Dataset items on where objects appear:
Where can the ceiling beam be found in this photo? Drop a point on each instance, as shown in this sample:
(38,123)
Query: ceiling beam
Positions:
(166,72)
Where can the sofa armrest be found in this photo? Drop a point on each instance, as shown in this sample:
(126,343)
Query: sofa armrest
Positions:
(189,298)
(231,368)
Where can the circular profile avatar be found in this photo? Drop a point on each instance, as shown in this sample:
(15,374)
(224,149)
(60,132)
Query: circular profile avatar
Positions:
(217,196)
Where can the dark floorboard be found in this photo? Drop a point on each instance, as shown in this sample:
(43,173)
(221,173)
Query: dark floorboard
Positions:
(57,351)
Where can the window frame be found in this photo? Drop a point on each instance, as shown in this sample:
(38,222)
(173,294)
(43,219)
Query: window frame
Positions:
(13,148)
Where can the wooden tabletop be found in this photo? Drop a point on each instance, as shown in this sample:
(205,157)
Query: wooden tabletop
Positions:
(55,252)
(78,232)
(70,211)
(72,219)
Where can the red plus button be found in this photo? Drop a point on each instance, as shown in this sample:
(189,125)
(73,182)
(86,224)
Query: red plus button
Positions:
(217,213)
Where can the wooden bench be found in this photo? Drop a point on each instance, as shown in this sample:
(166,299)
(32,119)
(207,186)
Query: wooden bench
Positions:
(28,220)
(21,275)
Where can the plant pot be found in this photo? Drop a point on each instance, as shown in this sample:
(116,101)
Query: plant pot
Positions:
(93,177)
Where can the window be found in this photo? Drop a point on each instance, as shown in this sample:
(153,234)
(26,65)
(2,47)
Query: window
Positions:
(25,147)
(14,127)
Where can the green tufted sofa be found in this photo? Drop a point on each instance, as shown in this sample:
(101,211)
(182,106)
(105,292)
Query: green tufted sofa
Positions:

# [GOAL]
Rewrite the items, starting at the line containing "Where can the circular" and continuing through the end of the items. Replace "Positions" with "Locations" and leave everything else unchanged.

# [RESPONSE]
Where can the circular profile avatar be found in this photo? Drop a point on each instance, as shown in this sample:
(15,374)
(224,149)
(60,132)
Query: circular profile avatar
Locations:
(217,196)
Where can the dark floorboard be found in this photo? Drop a point on each instance, as shown in this sample:
(43,173)
(221,173)
Query: dark floorboard
Locations:
(57,351)
Where can the window frame be found in this photo? Drop a point on each instance, as shown in this sample:
(38,222)
(173,294)
(43,219)
Query: window frame
Locations:
(13,148)
Where can the wooden tabletop be found in this photo? Drop a point on each instance, as shown in this sample:
(205,157)
Query: wooden tabletop
Locations:
(55,252)
(78,232)
(70,211)
(72,219)
Where can the red plus button be found in this photo? Drop a point on each instance, as shown in this sample:
(189,125)
(73,182)
(86,224)
Query: red plus button
Locations:
(217,213)
Where can the wooden bench be found in this photo? Drop a point on each instance, as shown in this sample:
(166,299)
(32,119)
(207,186)
Query: wooden bench
Locations:
(28,220)
(21,275)
Where can the plant pot be found in this photo? Drop a point on each instance, as shown in this sample:
(116,101)
Query: plant pot
Locations:
(93,177)
Where can the window be found in this photo? Drop a point on each instance, as shown in this sample:
(153,234)
(26,65)
(2,47)
Query: window
Locations:
(25,147)
(14,127)
Where can the green tufted sofa be found in this photo? Drop a point on each instance, as shown in this sample:
(101,211)
(182,106)
(105,292)
Query: green tufted sofa
Locations:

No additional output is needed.